Vorliegender Text:

--------------------------------------------------

Elia musste zweimal essen und trinken. Warum? Seht, er sollte sich so recht satt essen und trinken, damit er seine saure Reise vollenden könnte. Das ist für Christen eine sehr wichtige Regel, dass sie sich ja recht satt essen und trinken an der Himmelsspeise und an dem Himmelstrank, damit beides auch vorhalte das ganze Leben lang. Was ist denn nun des Christen Zehrung? Keine irdische. Ein Christ ist ja ein Himmelsbürger, er stammt nicht von dieser Welt, er stammt von oben. Sein Vater ist der HErr Christus, und seine Mutter ist das Jerusalem, das droben ist. Darum ist der Christ kein Erdenkind, sondern ein Himmelskind, wiewohl er auf Erden wandelt. Erdenkinder bedürfen der irdischen Speise, des Brotes und des Wassers, wie Elia hier. Himmelskinder aber bedürfen der himmlischen Speise und können nicht genährt werden durch Brot, Fleisch und Wurst. Wenn wir nun die himmlische Speise nicht hätten als Zehrung auf der Himmelsreise, so müssten wir verschmachten und würden nie das Ziel erreichen, den Himmel. Irdischer Speise bedarf der inwendige Mensch nicht; die nützt ihm Nichts. Er bedarf aber auch nicht der geistigen Speise, deren die Seele bedarf, um zu wachsen und zuzunehmen. Geistige Speise ist all das menschliche Wissen, Kunst und Wissenschaft. Die meisten Menschen meinen, wenn sie darin so recht klug würden, so würden sie auch für den Himmel gebildet. Aber diese geistige Speise kann der inwendige Mensch, der Christ als das Himmelskind nicht zu sich nehmen zu seinem Heil. Er muss vielmehr geistliche Speise haben, die nicht ein Engel bringt, sondern der heilige Geist, der auch Selbst die Kraft dieser geistlichen Speise ist. von wollen wir nun heute handeln:

Von des Christen Zehrung auf seiner Himmelsreise.

--------------------------------------------------

Zeilen des Datensatzes:
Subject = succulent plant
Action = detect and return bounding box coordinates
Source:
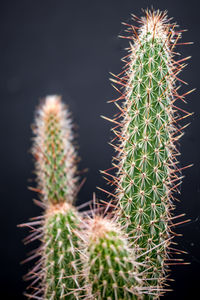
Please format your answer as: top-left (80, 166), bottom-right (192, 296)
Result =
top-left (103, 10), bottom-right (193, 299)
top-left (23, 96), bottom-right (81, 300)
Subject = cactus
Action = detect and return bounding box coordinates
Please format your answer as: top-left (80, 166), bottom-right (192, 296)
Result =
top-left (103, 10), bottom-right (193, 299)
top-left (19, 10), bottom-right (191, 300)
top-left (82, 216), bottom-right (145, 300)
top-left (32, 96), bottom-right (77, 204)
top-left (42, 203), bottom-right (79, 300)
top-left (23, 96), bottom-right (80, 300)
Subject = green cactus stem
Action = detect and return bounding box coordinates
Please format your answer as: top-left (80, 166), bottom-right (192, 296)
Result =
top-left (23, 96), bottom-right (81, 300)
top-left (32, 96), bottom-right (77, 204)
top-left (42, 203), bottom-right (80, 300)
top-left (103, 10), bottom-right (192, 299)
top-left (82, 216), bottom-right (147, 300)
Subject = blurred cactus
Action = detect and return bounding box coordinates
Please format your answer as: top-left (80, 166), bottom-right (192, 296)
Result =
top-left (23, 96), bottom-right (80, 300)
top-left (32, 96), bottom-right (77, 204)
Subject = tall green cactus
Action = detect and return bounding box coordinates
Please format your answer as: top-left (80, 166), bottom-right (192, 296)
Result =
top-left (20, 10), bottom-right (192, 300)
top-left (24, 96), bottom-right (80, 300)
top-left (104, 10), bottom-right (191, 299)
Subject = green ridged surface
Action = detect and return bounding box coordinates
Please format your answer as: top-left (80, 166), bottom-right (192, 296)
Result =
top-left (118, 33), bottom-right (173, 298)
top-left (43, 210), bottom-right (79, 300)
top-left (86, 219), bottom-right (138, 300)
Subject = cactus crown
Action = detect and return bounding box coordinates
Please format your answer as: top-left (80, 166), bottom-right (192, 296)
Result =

--------------------------------------------------

Ihre Aufgabe:
Warum musste Elia laut dem Text über die Zehrung des Christen zweimal essen und trinken? Die Zeilen werden für die Bearbeitung nicht benötigt.

Lösung:
Er sollte sich so recht satt essen und trinken, damit er seine saure Reise vollenden könnte.